* _Text block_:
-2

I'm debugging some lengthy code which involves some cuda operations. I' currently getting the above mentioned error during a call to cudaMemcpy(...,...,cudaMemcpyHostToDevice) but I'm not sure it is speficially related to that.

Here is a code snippet:

    int num_elements = 8294400; // --> I also tried it with "1" here which didn't work either!
    float *checkArray = new float[num_elements];
    float *checkArray_GPU;
    CUDA_CHECK(cudaMalloc(&checkArray_GPU, num_elements * sizeof(float)));
    CUDA_CHECK(cudaMemcpy(checkArray_GPU, checkArray, num_elements * sizeof(float), cudaMemcpyHostToDevice));
    CUDA_CHECK(cudaMemcpy(checkArray, checkArray_GPU, num_elements * sizeof(float), cudaMemcpyDeviceToHost));    

where CUDA_CHECK is simply a macro for printing any cuda error (this was part of the existing code and works fine for all other cudaMemcpy oder cudaMalloc calls so it is not part of the problem). Strangely this code snippet executed separately in a toy *.cu example works fine.

So my assumption is that due to previous cuda operations in the program, there have been some errors which have not been reported that cause the bug in the code snippet above. Could that be? Is there a way to check if there is some unreported error involving cuda?

My other estimate is that it might come from the specific graphic card I'm using. I have a Nvidia Titan X Pascal, Cuda 8.0 and cudnn v5.1. I also tried to compile my code using some special compiler flags like

-arch=sm_30 \
 -gencode=arch=compute_20,code=sm_20 \
 -gencode=arch=compute_30,code=sm_30 \
 -gencode=arch=compute_50,code=sm_50 \
 -gencode=arch=compute_52,code=sm_52 \
 -gencode=arch=compute_52,code=compute_52 \
 -gencode=arch=compute_60,code=sm_60 \
 -gencode=arch=compute_61,code=sm_61 \
 -gencode=arch=compute_62,code=sm_62 \

but it didn't help so far. Here is my current simplified Makefile for completeness:

NVCC = nvcc
CUDA_INC = -I/usr/local/cuda/include 
CUDA_LIB = -L/usr/local/cuda/lib64
TARGET = myProgramm
OPTS = -std=c++11
$(TARGET).so: $(TARGET).o
    $(NVCC) $(OPTS) -shared $(TARGET).o $(CUDA_LIB) -o $(TARGET).so
$(TARGET).o: $(TARGET).cu headers/some_header.hpp 
    $(NVCC) $(OPTS) $(CUDA_INC) -Xcompiler -fPIC -c $(TARGET).cu 

Has anyone an idea how I could get to the bottom of this?

* _Work instructions_:
**a.** In the CUDA debugging post, what graphics card is the code running on?
**b.** Quote the section of the CUDA debugging post that opens with the words containing "Here is a code" and closes with "example works fine.".

* _Dataset extract_:
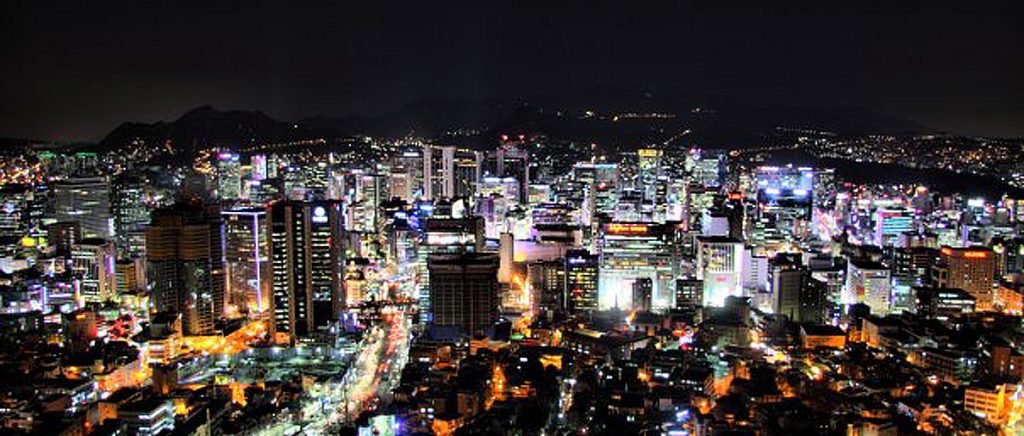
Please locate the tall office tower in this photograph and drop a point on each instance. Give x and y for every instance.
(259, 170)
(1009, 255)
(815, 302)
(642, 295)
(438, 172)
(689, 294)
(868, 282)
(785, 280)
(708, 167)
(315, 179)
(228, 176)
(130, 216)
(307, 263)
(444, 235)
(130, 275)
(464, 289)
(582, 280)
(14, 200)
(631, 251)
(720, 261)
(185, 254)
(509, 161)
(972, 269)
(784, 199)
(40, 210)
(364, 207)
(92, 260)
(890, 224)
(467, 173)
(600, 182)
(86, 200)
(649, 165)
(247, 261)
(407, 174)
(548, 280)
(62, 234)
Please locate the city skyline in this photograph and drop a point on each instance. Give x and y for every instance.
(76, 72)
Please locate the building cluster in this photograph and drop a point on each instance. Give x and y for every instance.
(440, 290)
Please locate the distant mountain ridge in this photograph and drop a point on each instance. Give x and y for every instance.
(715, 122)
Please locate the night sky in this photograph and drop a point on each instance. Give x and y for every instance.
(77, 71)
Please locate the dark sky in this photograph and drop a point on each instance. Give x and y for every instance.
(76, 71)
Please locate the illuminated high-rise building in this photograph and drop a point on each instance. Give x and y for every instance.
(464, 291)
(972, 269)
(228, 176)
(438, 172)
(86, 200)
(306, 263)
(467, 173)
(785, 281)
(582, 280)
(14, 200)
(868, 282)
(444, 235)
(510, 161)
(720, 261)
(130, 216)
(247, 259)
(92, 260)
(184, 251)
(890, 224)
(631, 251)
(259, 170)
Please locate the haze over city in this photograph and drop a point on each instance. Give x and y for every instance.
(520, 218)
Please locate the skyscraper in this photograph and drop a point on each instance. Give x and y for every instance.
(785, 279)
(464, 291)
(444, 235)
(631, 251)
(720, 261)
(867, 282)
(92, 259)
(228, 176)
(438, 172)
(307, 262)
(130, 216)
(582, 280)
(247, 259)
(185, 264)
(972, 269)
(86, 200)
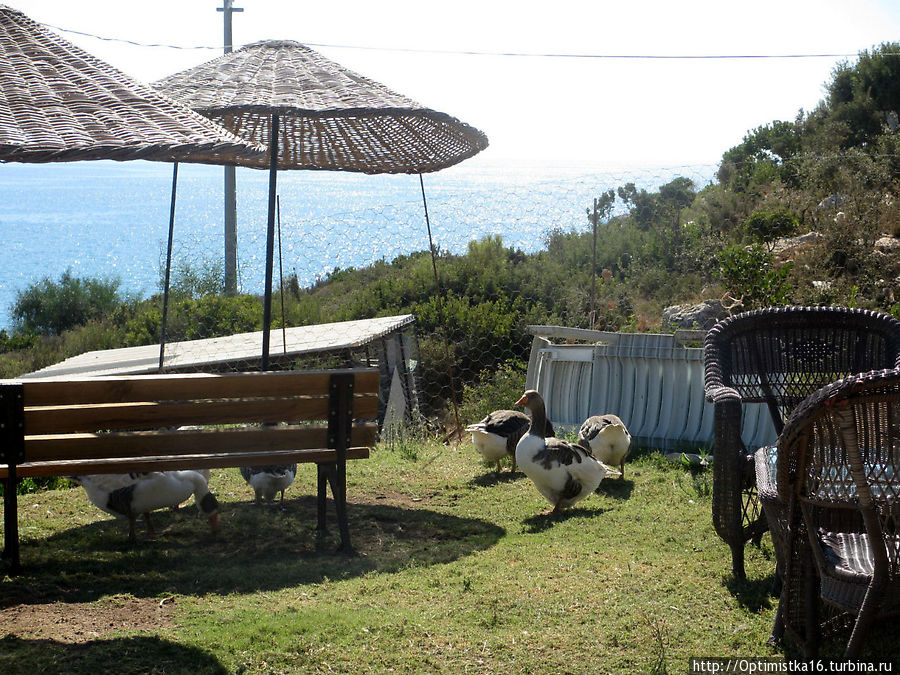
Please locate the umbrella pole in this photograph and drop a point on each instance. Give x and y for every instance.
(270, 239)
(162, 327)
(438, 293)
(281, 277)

* * *

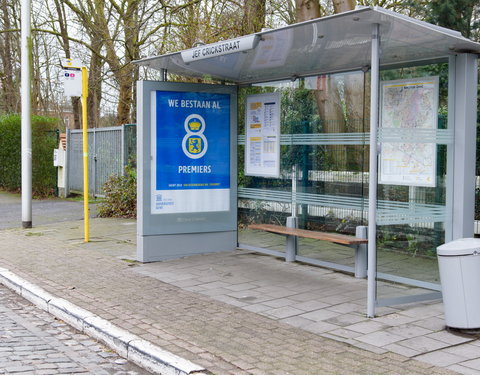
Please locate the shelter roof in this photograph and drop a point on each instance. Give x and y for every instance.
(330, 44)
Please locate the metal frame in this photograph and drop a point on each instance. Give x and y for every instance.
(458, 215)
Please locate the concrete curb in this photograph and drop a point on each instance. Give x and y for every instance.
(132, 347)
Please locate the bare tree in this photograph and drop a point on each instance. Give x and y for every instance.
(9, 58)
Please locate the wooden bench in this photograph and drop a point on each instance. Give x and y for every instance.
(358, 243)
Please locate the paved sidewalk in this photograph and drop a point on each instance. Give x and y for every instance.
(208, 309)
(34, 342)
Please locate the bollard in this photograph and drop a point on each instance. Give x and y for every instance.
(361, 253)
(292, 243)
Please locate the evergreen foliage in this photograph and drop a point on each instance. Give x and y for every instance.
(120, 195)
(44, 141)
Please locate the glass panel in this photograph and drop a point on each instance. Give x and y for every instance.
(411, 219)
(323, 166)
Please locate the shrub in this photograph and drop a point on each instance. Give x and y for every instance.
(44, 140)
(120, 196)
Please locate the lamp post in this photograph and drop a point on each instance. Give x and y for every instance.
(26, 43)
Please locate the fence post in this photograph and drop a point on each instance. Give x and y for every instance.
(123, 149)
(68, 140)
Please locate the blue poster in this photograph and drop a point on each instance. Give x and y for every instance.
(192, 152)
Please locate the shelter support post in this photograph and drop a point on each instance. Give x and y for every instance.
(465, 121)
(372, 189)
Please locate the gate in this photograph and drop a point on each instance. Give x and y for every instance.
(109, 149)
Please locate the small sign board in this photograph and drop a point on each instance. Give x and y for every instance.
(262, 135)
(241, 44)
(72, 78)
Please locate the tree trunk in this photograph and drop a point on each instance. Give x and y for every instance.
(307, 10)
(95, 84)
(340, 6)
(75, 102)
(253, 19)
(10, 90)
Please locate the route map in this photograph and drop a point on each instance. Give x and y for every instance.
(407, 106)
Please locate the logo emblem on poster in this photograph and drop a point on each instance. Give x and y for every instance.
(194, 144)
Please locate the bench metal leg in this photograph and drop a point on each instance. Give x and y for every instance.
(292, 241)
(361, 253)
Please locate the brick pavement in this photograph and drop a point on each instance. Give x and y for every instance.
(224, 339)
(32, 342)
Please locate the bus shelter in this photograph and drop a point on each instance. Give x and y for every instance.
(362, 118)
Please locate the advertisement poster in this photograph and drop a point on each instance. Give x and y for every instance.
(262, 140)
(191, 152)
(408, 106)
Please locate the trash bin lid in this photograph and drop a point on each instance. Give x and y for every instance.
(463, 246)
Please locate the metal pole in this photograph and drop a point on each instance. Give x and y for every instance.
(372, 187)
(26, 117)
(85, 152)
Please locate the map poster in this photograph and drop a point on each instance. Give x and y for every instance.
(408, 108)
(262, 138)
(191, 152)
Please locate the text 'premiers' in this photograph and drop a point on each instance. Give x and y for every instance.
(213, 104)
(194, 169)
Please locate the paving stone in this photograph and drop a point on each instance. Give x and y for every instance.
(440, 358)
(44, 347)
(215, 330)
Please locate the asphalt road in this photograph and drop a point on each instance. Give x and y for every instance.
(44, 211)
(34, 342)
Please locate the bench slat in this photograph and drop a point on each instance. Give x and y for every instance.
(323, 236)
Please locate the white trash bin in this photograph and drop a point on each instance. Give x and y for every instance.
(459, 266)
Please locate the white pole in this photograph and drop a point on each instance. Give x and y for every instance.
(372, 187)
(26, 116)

==

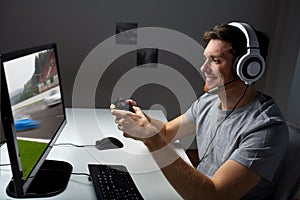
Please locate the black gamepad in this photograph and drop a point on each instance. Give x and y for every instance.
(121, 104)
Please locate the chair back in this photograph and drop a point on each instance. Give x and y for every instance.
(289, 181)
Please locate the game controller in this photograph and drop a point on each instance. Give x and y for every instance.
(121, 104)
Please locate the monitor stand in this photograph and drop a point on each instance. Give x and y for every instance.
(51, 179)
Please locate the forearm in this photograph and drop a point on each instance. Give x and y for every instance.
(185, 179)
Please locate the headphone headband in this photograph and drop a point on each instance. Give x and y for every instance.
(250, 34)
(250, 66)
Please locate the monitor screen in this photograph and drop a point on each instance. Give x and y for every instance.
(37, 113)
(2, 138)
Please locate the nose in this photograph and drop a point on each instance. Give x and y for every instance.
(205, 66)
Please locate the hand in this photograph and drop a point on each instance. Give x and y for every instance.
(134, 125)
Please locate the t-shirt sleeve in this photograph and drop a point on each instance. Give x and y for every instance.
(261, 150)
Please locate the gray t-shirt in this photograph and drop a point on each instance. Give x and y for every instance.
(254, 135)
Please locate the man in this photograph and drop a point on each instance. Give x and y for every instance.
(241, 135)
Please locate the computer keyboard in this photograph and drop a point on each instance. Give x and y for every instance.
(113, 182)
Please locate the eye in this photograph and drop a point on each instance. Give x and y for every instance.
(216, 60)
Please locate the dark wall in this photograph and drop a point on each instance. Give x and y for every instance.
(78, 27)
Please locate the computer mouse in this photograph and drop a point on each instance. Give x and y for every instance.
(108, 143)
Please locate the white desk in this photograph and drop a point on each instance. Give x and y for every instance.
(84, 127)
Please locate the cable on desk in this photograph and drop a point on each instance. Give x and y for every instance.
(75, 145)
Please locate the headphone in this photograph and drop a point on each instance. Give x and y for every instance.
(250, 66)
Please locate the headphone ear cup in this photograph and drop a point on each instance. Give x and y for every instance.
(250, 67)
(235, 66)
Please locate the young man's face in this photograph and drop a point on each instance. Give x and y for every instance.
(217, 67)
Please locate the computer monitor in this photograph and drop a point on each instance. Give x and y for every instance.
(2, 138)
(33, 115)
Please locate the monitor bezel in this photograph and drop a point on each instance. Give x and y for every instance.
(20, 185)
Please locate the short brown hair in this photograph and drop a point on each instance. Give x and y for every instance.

* _Answers to the tasks_:
**a.** An Nvidia Titan X Pascal.

**b.**
Here is a code snippet:

    int num_elements = 8294400; // --> I also tried it with "1" here which didn't work either!
    float *checkArray = new float[num_elements];
    float *checkArray_GPU;
    CUDA_CHECK(cudaMalloc(&checkArray_GPU, num_elements * sizeof(float)));
    CUDA_CHECK(cudaMemcpy(checkArray_GPU, checkArray, num_elements * sizeof(float), cudaMemcpyHostToDevice));
    CUDA_CHECK(cudaMemcpy(checkArray, checkArray_GPU, num_elements * sizeof(float), cudaMemcpyDeviceToHost));    

where CUDA_CHECK is simply a macro for printing any cuda error (this was part of the existing code and works fine for all other cudaMemcpy oder cudaMalloc calls so it is not part of the problem). Strangely this code snippet executed separately in a toy *.cu example works fine.